- **Short problem**
Select every line in the data below that contains the string "cloud", matching case exactly, and copy those lines.

>> begin Data supplied

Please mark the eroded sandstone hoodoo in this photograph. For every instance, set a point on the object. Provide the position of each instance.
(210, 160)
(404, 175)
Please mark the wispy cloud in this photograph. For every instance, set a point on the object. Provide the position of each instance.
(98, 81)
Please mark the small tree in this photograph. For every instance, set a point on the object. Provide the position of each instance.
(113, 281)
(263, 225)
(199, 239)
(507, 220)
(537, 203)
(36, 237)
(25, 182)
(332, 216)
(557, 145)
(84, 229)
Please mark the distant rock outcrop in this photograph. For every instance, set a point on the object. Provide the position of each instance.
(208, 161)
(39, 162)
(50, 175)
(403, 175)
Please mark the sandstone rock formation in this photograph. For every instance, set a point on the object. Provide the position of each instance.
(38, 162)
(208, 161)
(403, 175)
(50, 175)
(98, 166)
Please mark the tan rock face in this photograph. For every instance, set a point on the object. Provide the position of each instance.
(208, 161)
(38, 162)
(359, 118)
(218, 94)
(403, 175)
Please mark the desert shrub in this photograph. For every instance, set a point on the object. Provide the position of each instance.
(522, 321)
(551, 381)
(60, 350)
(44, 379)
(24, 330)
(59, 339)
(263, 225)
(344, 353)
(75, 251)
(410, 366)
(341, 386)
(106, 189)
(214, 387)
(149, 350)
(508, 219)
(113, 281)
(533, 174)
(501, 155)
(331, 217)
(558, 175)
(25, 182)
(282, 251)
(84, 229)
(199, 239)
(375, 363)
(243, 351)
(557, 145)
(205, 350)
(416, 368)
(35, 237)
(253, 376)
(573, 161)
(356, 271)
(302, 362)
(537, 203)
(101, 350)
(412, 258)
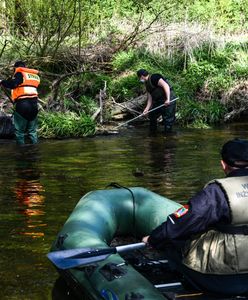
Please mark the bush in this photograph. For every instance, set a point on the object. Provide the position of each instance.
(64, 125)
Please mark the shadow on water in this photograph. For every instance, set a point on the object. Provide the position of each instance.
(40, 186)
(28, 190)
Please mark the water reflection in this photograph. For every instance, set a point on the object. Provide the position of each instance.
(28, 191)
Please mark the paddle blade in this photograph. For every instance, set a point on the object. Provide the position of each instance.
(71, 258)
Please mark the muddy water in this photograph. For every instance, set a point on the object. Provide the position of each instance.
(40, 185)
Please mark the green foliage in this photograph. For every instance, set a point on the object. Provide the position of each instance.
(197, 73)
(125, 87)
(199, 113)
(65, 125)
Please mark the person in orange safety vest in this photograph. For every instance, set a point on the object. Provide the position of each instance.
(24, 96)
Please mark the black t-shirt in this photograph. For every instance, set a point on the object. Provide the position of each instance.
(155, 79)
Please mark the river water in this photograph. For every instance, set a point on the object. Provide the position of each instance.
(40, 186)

>> end Data supplied
>> begin Data supplied

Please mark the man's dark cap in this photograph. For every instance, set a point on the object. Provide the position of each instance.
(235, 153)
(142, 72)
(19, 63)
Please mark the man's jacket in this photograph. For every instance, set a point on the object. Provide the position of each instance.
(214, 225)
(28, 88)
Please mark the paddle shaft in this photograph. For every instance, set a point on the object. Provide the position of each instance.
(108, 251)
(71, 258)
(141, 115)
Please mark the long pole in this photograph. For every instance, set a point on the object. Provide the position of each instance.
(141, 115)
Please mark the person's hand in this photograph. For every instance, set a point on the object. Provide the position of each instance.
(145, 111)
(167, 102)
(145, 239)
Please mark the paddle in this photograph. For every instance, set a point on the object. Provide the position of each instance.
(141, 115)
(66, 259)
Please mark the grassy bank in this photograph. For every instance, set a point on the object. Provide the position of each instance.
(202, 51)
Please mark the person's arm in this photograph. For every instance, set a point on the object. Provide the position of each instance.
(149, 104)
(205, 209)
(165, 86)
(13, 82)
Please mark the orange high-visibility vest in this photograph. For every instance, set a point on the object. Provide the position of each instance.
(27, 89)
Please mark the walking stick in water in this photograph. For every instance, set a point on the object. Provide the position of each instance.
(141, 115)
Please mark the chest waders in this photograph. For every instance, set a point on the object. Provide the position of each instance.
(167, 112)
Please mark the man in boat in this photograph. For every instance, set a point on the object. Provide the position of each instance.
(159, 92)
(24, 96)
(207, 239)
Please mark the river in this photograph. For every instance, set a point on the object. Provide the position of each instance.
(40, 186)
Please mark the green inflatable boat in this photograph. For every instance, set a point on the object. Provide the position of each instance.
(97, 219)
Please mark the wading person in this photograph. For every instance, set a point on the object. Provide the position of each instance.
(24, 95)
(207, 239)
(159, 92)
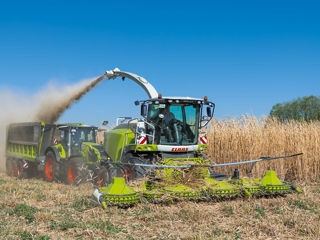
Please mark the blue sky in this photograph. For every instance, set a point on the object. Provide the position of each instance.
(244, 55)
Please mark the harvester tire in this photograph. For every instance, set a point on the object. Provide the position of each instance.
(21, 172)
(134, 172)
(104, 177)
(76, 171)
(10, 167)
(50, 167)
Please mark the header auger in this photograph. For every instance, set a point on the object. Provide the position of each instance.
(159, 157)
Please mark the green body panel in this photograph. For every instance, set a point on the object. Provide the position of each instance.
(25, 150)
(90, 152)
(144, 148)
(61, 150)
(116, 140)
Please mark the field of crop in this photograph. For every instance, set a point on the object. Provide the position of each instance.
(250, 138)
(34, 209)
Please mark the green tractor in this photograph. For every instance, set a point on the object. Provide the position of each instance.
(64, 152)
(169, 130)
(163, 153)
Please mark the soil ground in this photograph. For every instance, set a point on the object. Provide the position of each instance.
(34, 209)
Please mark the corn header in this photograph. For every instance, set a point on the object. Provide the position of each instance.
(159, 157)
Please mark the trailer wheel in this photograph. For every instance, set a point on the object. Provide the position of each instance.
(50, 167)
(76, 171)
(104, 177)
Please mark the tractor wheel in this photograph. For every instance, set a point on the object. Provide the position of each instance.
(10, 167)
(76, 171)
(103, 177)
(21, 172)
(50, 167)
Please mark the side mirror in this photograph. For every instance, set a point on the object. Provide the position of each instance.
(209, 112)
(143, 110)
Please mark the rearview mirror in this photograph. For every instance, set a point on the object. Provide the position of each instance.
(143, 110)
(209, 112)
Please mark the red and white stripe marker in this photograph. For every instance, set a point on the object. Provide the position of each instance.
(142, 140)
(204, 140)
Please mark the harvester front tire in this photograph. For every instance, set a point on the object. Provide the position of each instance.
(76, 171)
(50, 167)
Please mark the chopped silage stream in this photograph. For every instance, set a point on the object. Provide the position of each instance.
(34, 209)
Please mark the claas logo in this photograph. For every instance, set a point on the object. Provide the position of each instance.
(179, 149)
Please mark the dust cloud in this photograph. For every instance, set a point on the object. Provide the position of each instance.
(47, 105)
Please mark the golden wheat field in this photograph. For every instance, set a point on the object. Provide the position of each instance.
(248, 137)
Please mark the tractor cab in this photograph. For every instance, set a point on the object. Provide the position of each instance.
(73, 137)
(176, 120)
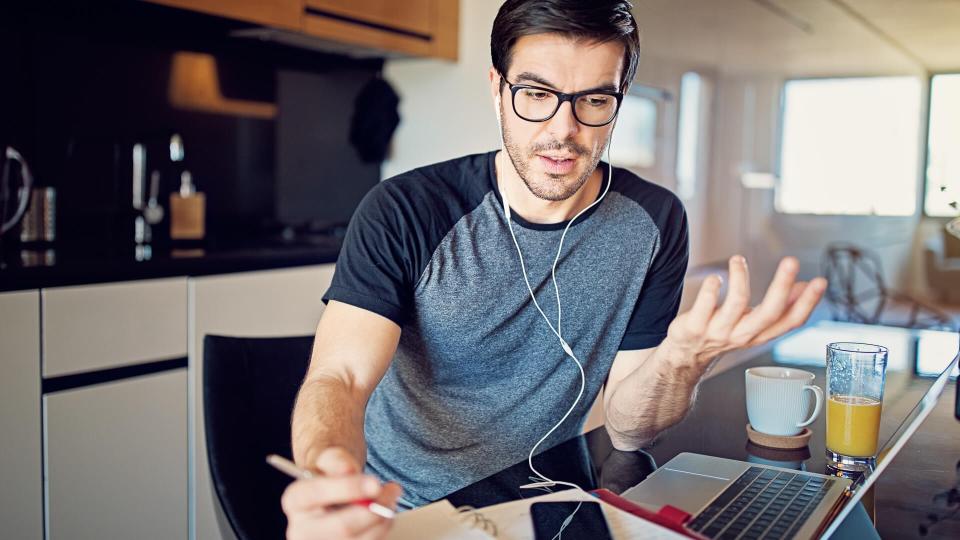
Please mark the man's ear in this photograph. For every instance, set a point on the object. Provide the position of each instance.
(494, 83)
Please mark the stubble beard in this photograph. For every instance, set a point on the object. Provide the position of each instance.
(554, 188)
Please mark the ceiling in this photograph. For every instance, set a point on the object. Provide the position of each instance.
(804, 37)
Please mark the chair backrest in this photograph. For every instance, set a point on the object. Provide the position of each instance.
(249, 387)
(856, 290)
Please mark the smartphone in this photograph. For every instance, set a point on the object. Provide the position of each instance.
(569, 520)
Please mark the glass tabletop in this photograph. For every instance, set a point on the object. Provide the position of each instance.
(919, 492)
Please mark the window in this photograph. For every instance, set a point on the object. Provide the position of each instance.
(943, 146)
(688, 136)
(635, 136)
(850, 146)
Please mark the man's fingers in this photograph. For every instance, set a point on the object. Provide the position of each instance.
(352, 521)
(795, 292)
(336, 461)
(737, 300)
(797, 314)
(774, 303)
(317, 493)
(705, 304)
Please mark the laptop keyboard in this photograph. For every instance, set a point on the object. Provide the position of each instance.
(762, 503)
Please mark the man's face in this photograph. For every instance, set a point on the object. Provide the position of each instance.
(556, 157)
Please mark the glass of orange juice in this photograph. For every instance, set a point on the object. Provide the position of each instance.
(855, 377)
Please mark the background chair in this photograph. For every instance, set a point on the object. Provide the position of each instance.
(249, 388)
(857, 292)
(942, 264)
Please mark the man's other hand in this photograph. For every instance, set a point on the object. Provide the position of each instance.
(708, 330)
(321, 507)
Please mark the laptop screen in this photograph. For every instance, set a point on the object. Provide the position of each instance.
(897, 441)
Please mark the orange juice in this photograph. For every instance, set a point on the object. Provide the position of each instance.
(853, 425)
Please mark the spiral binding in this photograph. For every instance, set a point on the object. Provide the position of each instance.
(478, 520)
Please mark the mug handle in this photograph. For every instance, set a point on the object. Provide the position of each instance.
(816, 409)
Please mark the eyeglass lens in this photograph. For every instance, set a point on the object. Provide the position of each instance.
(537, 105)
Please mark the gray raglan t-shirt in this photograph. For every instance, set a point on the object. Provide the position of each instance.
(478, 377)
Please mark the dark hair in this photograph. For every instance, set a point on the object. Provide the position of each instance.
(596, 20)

>> end Data supplied
>> begin Data supplied

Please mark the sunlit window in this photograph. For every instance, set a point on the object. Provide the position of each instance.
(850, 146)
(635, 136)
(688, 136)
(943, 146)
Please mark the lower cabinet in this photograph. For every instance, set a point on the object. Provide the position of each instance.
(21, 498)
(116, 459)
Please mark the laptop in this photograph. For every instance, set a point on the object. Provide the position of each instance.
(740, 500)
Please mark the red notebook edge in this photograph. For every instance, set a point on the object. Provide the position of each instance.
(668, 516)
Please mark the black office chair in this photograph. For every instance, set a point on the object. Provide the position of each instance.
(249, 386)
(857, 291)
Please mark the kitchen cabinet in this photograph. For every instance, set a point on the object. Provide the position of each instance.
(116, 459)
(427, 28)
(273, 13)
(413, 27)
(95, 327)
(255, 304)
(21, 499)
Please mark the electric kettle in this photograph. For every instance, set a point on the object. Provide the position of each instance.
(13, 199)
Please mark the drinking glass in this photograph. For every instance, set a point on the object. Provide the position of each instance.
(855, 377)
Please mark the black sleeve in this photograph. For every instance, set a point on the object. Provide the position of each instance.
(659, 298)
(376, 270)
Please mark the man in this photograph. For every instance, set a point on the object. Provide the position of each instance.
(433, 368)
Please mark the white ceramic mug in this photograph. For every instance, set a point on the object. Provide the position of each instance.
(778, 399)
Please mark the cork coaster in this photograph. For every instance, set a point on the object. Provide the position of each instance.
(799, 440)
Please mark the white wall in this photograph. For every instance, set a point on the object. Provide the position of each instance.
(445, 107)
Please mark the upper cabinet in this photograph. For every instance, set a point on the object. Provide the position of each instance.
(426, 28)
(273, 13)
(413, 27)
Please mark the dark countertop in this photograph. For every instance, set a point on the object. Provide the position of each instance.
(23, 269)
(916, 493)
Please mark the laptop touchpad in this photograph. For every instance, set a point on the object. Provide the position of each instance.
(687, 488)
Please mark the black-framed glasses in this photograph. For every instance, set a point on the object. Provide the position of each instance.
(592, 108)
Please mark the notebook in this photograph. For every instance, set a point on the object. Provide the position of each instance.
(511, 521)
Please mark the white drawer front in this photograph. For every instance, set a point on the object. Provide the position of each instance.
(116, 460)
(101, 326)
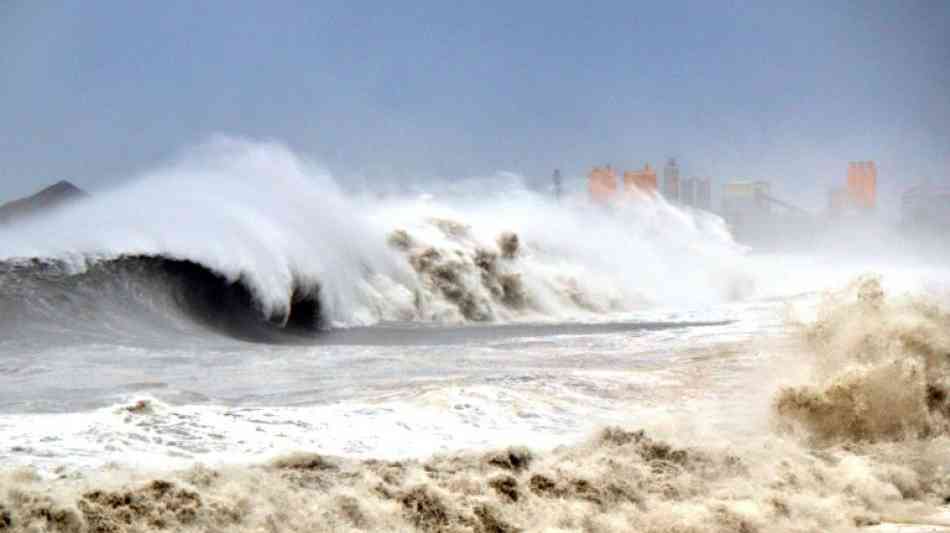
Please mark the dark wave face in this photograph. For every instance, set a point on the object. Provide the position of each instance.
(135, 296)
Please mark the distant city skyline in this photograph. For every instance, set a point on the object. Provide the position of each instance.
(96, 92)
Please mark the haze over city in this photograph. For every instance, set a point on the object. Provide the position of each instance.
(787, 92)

>> end Data supplied

- **Exercise answer**
Please mark the wispy cloud in this photograph. For every instance, set a point on the object. Provide the position of each instance.
Please mark the dust cloud in this photograph. For every instance, set a point on the object. Provide the position of each instance.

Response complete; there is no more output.